Records excerpted from a collection
....

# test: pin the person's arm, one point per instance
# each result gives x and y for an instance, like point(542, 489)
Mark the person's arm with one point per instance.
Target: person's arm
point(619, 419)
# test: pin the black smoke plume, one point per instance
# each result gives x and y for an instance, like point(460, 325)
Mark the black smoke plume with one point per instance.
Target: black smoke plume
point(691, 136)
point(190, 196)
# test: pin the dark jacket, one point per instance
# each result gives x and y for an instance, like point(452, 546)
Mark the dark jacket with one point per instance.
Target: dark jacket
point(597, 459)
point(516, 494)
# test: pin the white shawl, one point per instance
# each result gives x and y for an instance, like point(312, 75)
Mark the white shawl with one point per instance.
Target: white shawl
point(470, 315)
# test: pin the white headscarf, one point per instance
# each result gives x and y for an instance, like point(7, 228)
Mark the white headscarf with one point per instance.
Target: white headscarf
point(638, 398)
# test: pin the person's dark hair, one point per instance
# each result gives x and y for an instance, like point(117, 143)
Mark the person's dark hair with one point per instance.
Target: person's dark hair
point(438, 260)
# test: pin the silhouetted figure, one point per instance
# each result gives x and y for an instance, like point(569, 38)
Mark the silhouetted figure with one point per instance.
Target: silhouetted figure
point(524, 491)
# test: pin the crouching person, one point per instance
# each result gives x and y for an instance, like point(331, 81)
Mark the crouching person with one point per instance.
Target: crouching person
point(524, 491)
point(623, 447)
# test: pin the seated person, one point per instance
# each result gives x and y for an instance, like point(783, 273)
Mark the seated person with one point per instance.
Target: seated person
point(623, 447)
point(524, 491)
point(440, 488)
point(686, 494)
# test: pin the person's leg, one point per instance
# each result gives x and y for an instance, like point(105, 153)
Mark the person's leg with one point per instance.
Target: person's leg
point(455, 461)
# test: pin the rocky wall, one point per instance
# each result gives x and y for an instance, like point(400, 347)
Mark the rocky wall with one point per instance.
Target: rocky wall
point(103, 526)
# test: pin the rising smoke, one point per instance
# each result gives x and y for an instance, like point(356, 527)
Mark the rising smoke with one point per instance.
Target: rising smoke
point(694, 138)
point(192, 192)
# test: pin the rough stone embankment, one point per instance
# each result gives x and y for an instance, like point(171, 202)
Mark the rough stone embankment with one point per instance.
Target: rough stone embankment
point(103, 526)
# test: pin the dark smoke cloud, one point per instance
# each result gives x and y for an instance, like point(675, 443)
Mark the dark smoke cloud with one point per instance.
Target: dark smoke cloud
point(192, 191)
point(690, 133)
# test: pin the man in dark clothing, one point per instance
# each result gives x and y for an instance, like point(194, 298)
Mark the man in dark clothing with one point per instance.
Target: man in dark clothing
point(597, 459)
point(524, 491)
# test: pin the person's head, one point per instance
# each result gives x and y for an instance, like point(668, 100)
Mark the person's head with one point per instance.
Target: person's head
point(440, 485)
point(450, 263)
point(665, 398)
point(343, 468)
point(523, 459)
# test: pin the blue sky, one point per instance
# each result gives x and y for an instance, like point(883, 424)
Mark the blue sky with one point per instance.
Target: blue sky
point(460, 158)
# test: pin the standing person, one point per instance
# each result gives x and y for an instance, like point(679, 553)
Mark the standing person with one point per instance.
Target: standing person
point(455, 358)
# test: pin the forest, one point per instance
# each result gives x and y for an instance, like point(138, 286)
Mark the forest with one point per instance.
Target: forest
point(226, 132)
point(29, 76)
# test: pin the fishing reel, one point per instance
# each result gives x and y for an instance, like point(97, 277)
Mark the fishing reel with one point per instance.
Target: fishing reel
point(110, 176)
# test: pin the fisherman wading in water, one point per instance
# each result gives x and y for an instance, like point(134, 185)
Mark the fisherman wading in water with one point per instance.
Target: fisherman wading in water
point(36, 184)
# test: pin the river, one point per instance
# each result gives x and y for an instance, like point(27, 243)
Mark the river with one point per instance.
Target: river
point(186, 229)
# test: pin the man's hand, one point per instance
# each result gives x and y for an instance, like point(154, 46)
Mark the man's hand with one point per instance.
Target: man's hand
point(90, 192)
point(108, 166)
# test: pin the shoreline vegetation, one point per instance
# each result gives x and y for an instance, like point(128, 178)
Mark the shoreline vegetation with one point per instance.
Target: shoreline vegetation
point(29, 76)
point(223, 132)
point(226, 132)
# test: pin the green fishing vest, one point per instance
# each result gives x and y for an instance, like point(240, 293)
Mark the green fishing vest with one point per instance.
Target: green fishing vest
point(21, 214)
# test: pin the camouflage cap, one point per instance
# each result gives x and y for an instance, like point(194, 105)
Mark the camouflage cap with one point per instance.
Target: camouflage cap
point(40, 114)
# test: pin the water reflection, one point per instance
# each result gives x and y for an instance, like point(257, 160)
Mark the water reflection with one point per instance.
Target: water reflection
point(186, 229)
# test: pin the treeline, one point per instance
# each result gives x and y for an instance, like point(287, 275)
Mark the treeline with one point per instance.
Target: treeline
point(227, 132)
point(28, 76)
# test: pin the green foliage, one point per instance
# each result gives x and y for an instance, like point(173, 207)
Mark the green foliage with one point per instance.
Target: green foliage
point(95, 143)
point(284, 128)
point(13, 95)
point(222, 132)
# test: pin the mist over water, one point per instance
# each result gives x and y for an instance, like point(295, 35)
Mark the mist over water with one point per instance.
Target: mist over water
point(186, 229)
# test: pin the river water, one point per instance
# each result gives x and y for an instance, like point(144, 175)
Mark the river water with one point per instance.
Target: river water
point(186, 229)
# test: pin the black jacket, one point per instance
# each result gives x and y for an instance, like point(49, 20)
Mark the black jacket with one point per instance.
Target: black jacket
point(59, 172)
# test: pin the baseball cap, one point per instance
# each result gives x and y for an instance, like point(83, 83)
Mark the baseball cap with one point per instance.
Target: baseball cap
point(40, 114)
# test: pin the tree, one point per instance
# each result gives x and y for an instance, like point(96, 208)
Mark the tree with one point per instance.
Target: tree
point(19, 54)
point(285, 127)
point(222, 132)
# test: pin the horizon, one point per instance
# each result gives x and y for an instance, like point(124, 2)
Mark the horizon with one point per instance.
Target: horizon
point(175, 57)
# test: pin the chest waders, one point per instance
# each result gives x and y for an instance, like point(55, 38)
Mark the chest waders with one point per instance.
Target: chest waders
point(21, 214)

....

#### Task directions
Can you reproduce all the material exactly?

#### Result of the task
# test: pin the person's arm, one point per instance
# each result gives x and y for an instance, like point(542, 489)
Mark the person's arm with one point per instance.
Target: person's arm
point(619, 419)
# test: pin the black smoke plume, one point per instance
# each result gives x and y for an instance, like point(460, 325)
Mark the black smoke plume with one point per instance.
Target: black smoke plume
point(691, 136)
point(190, 196)
# test: pin the dark jacket, one point per instance
# each result gives x and y for an instance, like point(452, 546)
Mark the dark jacket with one point per instance.
Target: dark jacket
point(597, 459)
point(516, 494)
# test: pin the white shawl, one point per instance
# each result gives x and y for an instance, like point(312, 75)
Mark the white shawl with one point per instance.
Target: white shawl
point(470, 315)
# test: pin the white headscarf, one point per instance
# each result gives x and y for an instance, like point(7, 228)
Mark the white headscarf with one point per instance.
Target: white headscarf
point(638, 398)
# test: pin the person's dark hair, one point per instance
# each result gives x and y for an instance, like point(117, 143)
Mark the person's dark hair with one point per instance.
Target: person's dark hair
point(438, 260)
# test: pin the silhouetted figure, one point per instance
# each result gives x and y for an instance, like point(569, 38)
Mark the silhouetted figure with one point per instance.
Target: silhouetted figure
point(524, 491)
# test: pin the crouching person, one point per instance
# each result gives x and y for an instance, like point(331, 81)
Mark the crouching person with one point per instance.
Target: crouching person
point(524, 491)
point(623, 447)
# test: pin the seated person, one point per instance
# each result gives x and y for an instance, like point(783, 273)
Mark the seated person with one point per instance.
Target: seated person
point(623, 447)
point(524, 491)
point(440, 488)
point(686, 494)
# test: pin the person's leg, one point per instance
# each result gives x and y for an instance, like point(105, 153)
Mark the person's leg with one point per instance.
Target: person's leg
point(455, 461)
# test: pin the rocky wall, one point per instance
# each result gives x and y for an instance, like point(400, 347)
Mark the rocky wall with one point per instance.
Target: rocky wall
point(103, 526)
# test: pin the rising smoke, one point per instance
# each result gives x and y for an instance, like point(356, 527)
Mark the rising smoke with one point per instance.
Target: rising smoke
point(694, 138)
point(192, 192)
# test: pin the rough stone embankment, one point per instance
# each result gives x and y for an instance, like point(171, 202)
Mark the rough stone embankment with one point per instance.
Target: rough stone embankment
point(103, 526)
# test: pin the dark smoke cloud, one point per instance
# each result gives x and y for an instance, like point(675, 443)
Mark the dark smoke cloud with one point per instance.
Target: dark smoke cloud
point(192, 191)
point(690, 133)
# test: pin the man in dark clothing, one point per instance
# each result gives x and y for an instance, like point(194, 298)
Mark the man in dark clothing with one point per instance.
Target: man in dark clothing
point(597, 459)
point(524, 491)
# test: pin the person's head, one point per instance
# each result gives x and y for an instance, like point(668, 100)
Mark the person's head with one point per instance.
Target: person's head
point(440, 485)
point(450, 263)
point(665, 398)
point(343, 468)
point(523, 459)
# test: pin the blue sky, one point per instance
# each result gives x and y for an instance, like point(883, 424)
Mark the blue sky with one point per instance.
Target: blue sky
point(460, 158)
# test: pin the standing person, one point per instance
# each result gives x and y for an instance, like point(679, 553)
Mark the standing person with one point per instance.
Target: standing person
point(455, 358)
# test: pin the forest, one point per instance
# each result gives x and y for an instance, like point(138, 286)
Mark the forest with one point per instance.
Target: forest
point(226, 132)
point(29, 76)
# test: pin the fishing reel, one point per instance
# each result gives x and y for an instance, like point(97, 277)
Mark the fishing reel with one point per instance.
Target: fishing reel
point(110, 176)
# test: pin the fisherman wading in water, one point per instance
# each result gives x and y for an instance, like point(134, 185)
Mark the fisherman wading in water with one point per instance.
Target: fisherman wading in water
point(36, 184)
# test: pin the river, one point per instance
# each result gives x and y for an instance, like point(27, 243)
Mark the river with one point per instance.
Target: river
point(186, 229)
# test: pin the man's hand, one point per instance
# each result gives x and y for an instance, like point(154, 46)
Mark the man's hand with one point per instance.
Target: man's hand
point(90, 192)
point(108, 166)
# test: pin the shoreline vegetation, one point per instance
# each result gives x and y for an instance, like point(128, 178)
Mark the shoreline vegetation with one point per instance.
Target: shoreline vegetation
point(29, 76)
point(223, 132)
point(226, 132)
# test: pin the green fishing vest, one point per instance
# each result gives x and y for an instance, like point(240, 293)
Mark the green fishing vest with one point per instance.
Target: green fishing vest
point(21, 214)
# test: pin the camouflage cap, one point per instance
# each result gives x and y for an instance, like point(194, 105)
Mark the camouflage cap with one point per instance.
Target: camouflage cap
point(40, 114)
# test: pin the water reflection, one point per instance
# each result gives x and y for an instance, like point(257, 160)
Mark the water reflection with one point per instance.
Target: water reflection
point(186, 229)
# test: pin the treeline, one point per instance
# each result gives x and y for an instance, like point(287, 275)
Mark the treeline with one point per instance.
Target: treeline
point(227, 132)
point(28, 76)
# test: pin the green foliage, one point per instance
# each result gives x and y for an instance, like point(173, 207)
Mark the green foliage with one point per instance.
Target: green foliage
point(95, 143)
point(284, 128)
point(13, 95)
point(222, 132)
# test: pin the mist over water, one point per instance
# each result gives x and y for an instance, like point(295, 35)
Mark the mist over water with one point per instance.
Target: mist over water
point(186, 229)
# test: pin the river water, one point per instance
# each result gives x and y for an instance, like point(144, 175)
Mark the river water with one point per instance.
Target: river water
point(186, 229)
# test: pin the black jacket, one point per instance
# each result gives x and y for an instance, like point(49, 20)
Mark the black jacket with one point per instance.
Target: black jacket
point(59, 172)
# test: pin the baseball cap, one point per instance
# each result gives x and y for an instance, like point(83, 83)
Mark the baseball cap with one point per instance.
Target: baseball cap
point(40, 114)
# test: pin the tree, one point per instance
# each result gives x and y for an instance, like point(96, 208)
Mark the tree with one point per instance.
Target: tree
point(19, 54)
point(285, 127)
point(222, 132)
# test: pin the horizon, one point per instance
# each result gives x and y for an instance, like point(124, 2)
Mark the horizon with one point per instance.
Target: horizon
point(175, 57)
# test: pin the chest waders, one point per instance
# each result gives x and y for an instance, like point(55, 38)
Mark the chest waders with one point per instance.
Target: chest waders
point(21, 214)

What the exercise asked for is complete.